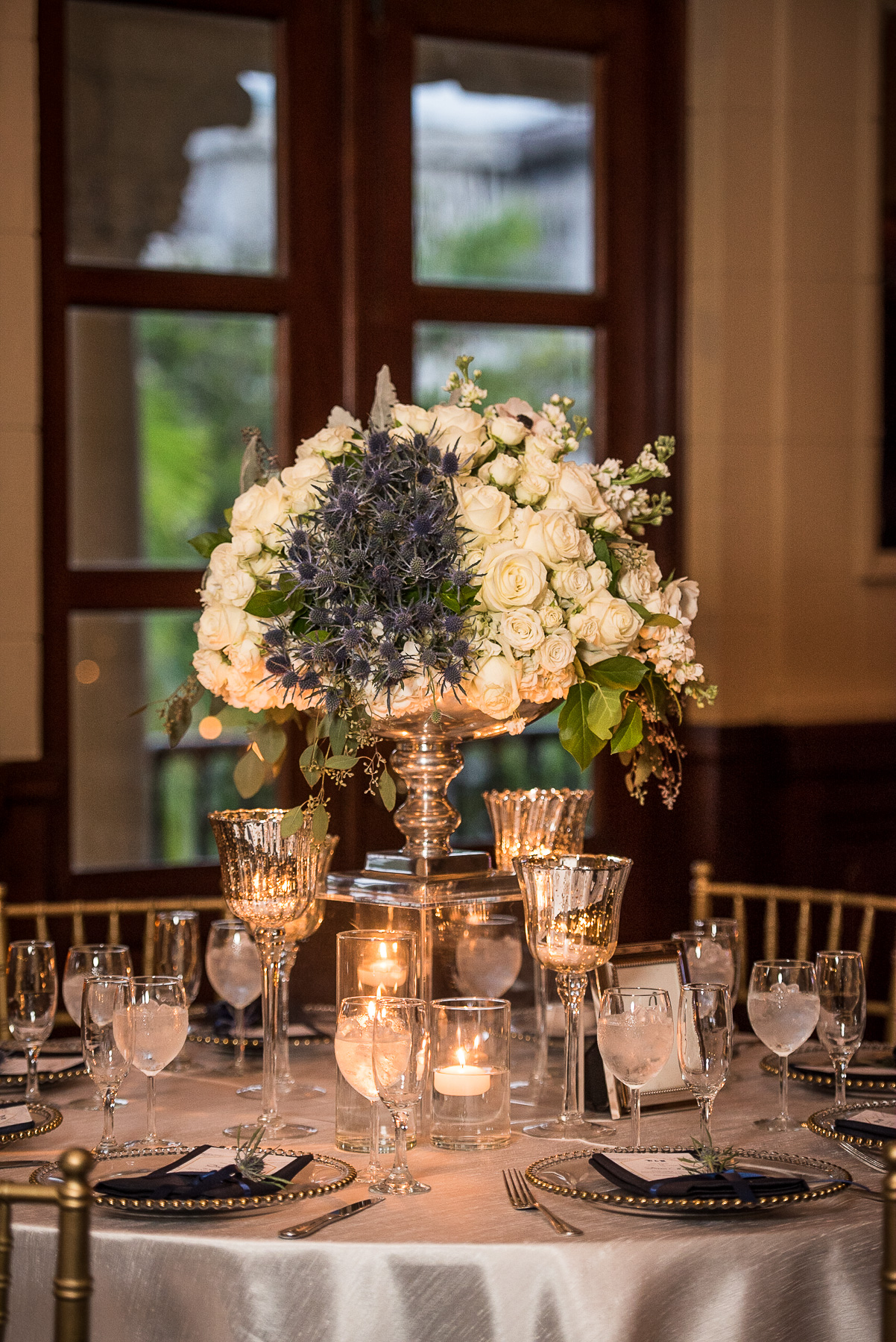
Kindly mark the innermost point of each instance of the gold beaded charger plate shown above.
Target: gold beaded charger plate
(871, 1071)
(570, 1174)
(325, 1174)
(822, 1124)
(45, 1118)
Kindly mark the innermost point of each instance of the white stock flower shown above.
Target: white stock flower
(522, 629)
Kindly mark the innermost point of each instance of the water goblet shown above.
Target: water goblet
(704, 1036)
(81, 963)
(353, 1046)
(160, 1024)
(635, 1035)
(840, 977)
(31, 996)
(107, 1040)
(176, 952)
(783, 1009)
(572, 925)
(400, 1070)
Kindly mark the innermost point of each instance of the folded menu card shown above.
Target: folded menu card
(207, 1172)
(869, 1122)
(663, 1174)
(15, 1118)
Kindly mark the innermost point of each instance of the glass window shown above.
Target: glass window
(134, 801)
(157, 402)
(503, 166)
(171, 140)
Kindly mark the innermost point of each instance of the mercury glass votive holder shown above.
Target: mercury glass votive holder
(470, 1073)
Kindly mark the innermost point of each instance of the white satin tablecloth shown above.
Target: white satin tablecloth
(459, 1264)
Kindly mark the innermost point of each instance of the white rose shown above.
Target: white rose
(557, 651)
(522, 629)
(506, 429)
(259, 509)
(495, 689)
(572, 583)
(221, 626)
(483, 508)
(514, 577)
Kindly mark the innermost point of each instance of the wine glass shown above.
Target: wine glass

# SHORT PROBLEM:
Repeat the line that contains "Kindly mark the innermost point of each instance of the glass", then every line after it until the records end, with nothing added.

# COMPLETE RESPONSE:
Kindly mark the innermost point of each instance of the glass window shown above.
Target: glass window
(134, 801)
(157, 402)
(503, 166)
(171, 140)
Kindly mark the innermost point of each instance of the mercury glass votive holder shown above.
Target: mercury glass votive holder
(470, 1073)
Kindly mark the innermost point of each instance of the white satin tablecloth shown above.
Target: white satin tablecloth
(459, 1264)
Kindly mark the innermost point of each instance of the white rose shown above.
Target: white rose
(557, 651)
(522, 629)
(506, 429)
(259, 509)
(495, 689)
(572, 583)
(221, 626)
(483, 508)
(514, 577)
Kindly mark the innermost point of each instance of the wine glass shown above.
Target: wine glass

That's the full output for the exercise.